# [WORK ORDER]
The answer must consist of each line below that contains the word "Reviewer", copied in full.

# [RECORDS SUPPLIED]
____

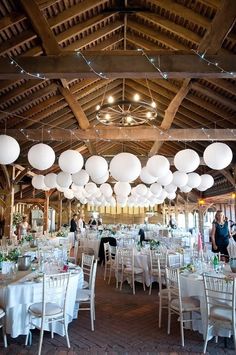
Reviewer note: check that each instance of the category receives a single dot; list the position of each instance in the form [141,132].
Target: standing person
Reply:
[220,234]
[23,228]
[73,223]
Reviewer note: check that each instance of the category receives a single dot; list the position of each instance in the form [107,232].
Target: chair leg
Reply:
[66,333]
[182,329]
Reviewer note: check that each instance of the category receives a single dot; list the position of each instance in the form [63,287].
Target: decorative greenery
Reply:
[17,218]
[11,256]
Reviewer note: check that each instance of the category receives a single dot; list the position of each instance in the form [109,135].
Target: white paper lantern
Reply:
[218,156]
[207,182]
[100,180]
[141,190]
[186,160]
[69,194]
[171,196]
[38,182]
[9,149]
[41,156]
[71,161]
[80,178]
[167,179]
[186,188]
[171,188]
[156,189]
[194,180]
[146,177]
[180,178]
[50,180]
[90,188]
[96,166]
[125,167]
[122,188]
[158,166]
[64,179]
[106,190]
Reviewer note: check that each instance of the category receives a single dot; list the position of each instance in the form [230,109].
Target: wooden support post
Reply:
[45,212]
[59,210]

____

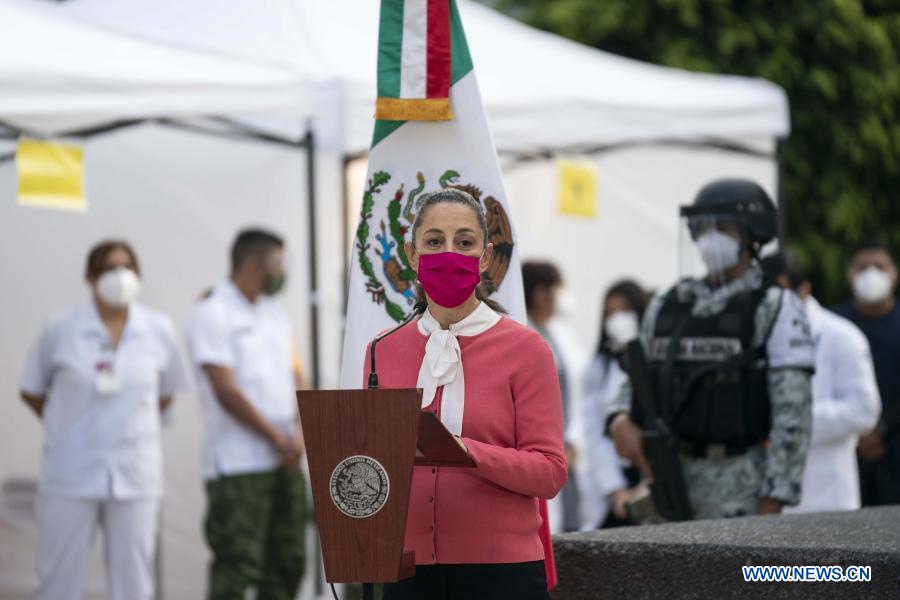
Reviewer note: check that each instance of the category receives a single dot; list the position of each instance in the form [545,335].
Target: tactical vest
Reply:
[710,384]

____

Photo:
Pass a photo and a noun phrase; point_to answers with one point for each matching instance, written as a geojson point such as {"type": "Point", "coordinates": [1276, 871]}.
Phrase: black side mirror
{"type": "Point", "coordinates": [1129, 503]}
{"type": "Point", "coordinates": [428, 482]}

____

# [EXERCISE RESPONSE]
Reviewer note: check that each instance of the category receives a single dot; list the position of each instance in the form [141,132].
Reviewer note: check that each instance of the category receives a single dot; list the position of each instance in the form [107,232].
Reviewer note: check that each instance of the category receives a single dot; list the position of each instance in the form [63,287].
Reviewer note: check that each instance of the category receives a single dot; list the position of each instance in the form [109,135].
Reviewer note: check that each instance of the category receives a single dot; list the position of each instance in the form [230,109].
Reviewer note: check that each instance of the category receives a single dot; list the position of each instance in the form [545,335].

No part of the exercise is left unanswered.